-- Dataset --
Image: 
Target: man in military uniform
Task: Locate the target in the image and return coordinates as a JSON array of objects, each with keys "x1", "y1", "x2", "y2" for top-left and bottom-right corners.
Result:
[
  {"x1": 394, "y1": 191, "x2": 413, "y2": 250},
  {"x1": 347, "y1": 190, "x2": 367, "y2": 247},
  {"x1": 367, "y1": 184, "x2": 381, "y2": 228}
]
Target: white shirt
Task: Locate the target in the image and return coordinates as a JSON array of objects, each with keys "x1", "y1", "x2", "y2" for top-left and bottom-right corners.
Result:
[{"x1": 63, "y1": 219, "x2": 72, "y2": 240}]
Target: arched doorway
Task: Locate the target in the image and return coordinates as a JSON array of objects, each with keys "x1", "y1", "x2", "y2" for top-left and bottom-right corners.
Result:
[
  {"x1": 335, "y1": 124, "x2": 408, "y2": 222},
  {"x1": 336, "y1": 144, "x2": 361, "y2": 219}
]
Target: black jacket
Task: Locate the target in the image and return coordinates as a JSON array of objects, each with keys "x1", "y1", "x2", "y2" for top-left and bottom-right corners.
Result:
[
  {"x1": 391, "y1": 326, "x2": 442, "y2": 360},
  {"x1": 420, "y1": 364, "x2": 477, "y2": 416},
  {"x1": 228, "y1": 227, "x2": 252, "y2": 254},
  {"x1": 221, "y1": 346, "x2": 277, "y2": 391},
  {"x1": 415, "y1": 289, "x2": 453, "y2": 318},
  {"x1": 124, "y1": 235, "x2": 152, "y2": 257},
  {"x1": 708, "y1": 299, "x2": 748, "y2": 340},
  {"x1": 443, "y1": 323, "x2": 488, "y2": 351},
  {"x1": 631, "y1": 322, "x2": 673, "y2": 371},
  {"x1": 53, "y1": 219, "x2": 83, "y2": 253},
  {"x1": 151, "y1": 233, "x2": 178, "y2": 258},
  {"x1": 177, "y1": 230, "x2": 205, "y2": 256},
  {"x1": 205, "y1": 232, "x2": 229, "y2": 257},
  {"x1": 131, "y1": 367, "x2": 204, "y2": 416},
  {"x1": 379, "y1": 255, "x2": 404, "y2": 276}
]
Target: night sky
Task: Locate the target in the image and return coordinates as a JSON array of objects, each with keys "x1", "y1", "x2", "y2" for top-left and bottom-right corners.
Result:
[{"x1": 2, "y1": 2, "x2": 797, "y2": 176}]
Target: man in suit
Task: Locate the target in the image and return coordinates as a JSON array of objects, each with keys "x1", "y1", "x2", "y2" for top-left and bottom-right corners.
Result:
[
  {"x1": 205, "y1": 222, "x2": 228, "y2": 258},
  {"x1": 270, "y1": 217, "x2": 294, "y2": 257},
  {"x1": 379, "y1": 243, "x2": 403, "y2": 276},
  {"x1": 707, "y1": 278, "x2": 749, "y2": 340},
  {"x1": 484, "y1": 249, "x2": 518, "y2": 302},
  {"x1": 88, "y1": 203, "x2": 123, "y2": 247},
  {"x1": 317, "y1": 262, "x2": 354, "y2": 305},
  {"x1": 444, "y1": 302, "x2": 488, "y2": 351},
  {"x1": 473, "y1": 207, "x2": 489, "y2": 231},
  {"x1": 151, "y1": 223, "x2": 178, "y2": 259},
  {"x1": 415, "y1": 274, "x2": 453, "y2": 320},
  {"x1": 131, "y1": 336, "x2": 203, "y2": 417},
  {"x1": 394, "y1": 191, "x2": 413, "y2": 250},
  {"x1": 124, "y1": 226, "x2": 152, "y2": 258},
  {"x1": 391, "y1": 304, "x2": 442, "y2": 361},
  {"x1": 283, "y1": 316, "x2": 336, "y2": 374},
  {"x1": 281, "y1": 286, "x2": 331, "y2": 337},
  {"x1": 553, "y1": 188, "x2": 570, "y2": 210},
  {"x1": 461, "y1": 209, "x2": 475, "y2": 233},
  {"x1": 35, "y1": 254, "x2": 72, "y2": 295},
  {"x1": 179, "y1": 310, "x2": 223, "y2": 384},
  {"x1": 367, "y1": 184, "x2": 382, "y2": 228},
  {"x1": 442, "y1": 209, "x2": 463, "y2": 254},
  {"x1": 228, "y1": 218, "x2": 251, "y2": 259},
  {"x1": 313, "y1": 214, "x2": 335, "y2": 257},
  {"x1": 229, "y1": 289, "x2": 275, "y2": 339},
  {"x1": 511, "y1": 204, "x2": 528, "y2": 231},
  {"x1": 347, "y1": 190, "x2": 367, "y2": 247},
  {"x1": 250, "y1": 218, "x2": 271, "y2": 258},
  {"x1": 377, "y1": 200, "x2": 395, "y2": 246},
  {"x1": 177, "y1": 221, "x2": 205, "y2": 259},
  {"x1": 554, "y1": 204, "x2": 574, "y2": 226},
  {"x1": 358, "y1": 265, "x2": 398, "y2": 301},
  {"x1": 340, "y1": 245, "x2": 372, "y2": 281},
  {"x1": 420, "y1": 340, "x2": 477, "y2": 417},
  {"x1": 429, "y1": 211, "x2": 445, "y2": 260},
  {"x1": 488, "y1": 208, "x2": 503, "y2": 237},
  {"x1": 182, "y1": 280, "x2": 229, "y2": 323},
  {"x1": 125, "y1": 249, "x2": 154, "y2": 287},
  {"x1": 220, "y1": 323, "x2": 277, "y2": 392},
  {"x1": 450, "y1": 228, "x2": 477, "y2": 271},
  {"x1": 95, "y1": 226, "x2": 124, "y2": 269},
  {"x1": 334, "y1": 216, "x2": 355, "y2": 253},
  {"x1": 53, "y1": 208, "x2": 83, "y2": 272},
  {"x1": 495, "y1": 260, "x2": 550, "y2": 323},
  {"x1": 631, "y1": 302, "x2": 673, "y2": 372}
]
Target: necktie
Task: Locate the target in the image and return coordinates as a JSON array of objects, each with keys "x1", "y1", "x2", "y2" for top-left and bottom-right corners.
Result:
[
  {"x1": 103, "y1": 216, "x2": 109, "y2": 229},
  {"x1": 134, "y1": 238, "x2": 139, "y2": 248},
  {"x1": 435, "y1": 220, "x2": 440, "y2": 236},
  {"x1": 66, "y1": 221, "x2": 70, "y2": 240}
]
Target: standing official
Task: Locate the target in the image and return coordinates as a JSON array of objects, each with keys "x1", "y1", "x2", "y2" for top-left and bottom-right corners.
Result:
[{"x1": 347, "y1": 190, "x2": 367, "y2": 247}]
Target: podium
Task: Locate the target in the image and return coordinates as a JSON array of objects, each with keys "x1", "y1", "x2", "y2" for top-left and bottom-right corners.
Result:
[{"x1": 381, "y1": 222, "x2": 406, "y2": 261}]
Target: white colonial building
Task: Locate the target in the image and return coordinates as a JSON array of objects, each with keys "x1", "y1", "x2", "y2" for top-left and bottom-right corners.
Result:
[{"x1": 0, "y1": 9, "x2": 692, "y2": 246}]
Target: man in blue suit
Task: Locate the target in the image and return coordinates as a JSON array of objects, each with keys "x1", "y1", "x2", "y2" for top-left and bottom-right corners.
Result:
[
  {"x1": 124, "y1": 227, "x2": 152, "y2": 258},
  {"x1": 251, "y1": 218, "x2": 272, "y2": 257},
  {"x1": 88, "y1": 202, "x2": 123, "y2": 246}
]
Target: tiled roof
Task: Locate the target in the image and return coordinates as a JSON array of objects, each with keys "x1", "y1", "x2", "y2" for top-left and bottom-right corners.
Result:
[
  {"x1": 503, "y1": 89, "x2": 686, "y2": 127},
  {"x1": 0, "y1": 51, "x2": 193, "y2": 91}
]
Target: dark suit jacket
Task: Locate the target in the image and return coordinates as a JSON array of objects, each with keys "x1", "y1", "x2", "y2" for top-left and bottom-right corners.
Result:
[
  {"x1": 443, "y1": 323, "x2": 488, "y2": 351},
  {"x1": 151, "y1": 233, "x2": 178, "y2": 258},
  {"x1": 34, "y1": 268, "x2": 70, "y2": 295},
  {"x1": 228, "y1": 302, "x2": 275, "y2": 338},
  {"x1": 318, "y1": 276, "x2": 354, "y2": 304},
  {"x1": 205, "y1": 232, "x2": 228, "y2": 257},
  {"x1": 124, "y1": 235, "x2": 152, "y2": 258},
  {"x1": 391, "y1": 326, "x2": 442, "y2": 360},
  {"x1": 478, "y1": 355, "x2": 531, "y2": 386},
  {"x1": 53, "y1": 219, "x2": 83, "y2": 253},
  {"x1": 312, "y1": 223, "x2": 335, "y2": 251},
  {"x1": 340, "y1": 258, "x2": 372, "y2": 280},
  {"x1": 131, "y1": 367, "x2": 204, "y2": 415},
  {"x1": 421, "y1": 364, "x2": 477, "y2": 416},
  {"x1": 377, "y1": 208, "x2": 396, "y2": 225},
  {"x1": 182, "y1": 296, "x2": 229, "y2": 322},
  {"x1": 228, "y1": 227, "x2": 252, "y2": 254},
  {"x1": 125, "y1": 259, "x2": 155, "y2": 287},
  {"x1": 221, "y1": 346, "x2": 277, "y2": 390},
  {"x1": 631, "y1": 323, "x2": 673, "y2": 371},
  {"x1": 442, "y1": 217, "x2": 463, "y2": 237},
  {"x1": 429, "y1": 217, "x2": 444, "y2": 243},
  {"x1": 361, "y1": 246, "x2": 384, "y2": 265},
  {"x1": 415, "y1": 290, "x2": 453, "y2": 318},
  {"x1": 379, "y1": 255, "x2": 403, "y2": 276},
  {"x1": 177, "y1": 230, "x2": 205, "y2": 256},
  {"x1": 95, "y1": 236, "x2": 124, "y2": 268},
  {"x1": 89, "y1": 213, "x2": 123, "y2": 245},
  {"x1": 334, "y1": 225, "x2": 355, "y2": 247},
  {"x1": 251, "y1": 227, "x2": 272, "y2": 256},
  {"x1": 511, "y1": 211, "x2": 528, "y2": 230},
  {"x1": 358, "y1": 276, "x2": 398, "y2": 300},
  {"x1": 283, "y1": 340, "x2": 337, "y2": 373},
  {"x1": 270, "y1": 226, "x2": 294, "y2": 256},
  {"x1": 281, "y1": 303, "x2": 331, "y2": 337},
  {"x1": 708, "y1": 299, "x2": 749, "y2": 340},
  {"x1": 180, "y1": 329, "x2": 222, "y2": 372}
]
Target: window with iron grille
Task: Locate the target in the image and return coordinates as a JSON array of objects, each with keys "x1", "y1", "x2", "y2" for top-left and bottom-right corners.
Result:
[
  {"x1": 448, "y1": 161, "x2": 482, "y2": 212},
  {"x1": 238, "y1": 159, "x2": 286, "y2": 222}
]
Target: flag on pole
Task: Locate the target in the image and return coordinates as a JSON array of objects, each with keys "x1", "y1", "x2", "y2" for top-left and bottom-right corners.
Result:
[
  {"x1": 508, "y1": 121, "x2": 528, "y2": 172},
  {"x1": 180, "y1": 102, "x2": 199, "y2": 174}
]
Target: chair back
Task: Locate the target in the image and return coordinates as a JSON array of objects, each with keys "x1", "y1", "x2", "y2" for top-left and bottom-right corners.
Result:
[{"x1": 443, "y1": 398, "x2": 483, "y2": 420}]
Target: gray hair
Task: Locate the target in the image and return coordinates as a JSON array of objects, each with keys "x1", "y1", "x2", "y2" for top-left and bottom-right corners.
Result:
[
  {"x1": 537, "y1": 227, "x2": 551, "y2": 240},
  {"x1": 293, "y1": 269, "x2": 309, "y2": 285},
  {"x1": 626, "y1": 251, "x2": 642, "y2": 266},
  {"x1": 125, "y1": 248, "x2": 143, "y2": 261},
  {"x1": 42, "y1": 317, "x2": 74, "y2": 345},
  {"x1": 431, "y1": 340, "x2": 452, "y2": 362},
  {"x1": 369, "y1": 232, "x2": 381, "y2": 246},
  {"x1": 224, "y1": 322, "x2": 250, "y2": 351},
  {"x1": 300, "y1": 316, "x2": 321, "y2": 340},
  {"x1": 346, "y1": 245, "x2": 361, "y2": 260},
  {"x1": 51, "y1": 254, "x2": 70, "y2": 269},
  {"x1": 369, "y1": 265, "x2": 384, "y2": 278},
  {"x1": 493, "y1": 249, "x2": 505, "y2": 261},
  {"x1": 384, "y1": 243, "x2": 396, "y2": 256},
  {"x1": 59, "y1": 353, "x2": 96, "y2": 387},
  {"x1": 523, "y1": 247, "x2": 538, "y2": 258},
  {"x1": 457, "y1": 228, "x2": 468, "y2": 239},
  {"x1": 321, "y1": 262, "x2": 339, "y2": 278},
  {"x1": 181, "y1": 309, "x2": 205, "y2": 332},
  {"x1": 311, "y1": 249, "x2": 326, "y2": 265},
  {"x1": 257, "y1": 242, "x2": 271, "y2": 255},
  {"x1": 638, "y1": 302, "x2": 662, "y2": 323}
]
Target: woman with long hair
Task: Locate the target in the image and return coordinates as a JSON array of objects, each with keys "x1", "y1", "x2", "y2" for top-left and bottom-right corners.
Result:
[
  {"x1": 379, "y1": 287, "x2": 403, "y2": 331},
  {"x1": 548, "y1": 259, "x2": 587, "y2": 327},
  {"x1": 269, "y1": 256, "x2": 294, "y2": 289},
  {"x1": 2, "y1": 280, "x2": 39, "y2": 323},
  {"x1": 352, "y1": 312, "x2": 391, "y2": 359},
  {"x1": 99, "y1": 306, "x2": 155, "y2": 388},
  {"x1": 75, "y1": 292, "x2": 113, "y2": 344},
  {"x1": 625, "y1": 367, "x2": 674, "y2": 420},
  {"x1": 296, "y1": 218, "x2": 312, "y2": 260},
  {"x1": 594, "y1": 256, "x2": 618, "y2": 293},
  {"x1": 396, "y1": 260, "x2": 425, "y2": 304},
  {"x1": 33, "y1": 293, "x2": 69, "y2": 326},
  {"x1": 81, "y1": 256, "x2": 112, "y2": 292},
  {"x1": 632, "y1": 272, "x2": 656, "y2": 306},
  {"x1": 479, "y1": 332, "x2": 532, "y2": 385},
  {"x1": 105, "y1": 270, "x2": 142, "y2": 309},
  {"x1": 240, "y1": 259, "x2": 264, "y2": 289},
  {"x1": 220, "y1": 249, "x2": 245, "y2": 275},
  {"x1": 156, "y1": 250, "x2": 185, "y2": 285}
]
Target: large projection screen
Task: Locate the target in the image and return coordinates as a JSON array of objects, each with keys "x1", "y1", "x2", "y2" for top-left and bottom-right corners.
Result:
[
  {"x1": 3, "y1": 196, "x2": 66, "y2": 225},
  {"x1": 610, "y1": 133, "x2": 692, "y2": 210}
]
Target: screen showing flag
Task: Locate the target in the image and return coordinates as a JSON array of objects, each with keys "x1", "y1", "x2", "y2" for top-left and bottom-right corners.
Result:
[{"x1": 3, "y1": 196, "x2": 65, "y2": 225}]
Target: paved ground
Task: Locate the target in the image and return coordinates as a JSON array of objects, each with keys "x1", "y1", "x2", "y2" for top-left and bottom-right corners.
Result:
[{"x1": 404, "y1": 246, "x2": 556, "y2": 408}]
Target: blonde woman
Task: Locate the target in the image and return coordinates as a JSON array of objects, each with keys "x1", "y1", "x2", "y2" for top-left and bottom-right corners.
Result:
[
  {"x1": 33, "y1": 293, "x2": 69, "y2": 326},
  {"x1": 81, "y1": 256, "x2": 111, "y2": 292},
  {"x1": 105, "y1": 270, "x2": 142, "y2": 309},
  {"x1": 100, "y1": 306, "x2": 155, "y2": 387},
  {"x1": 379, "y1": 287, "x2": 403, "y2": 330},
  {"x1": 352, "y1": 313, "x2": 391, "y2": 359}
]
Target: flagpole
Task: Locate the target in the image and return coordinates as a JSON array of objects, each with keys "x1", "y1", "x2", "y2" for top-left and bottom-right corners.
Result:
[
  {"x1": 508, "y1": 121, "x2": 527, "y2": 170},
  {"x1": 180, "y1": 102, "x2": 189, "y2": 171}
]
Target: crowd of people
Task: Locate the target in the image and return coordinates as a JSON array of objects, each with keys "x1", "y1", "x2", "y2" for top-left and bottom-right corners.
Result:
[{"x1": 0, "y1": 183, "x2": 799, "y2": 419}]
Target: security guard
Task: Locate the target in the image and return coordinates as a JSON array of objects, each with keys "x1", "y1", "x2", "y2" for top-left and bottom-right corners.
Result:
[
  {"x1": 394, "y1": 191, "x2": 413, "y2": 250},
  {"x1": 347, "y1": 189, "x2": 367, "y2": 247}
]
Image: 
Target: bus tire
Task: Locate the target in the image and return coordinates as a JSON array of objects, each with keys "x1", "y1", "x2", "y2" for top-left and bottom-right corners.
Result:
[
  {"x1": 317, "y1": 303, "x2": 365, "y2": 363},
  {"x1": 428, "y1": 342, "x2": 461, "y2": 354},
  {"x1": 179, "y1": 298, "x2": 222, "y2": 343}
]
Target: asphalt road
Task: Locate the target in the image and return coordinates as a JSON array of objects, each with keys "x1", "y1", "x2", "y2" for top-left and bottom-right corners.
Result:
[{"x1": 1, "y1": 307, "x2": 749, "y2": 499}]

-- What you will do --
Transcribe the lines above between the line holding "Target: flag on pole" and the line holding "Target: chair back", inclusive, exactly as they stand and with nothing added.

-- Finished task --
Target: flag on pole
Task: Locate the target in the image and return coordinates as a JSON array of objects, each with keys "x1", "y1", "x2", "y2" for top-left and bottom-right corners.
Result:
[
  {"x1": 508, "y1": 121, "x2": 528, "y2": 172},
  {"x1": 180, "y1": 102, "x2": 199, "y2": 174}
]
Target: chair back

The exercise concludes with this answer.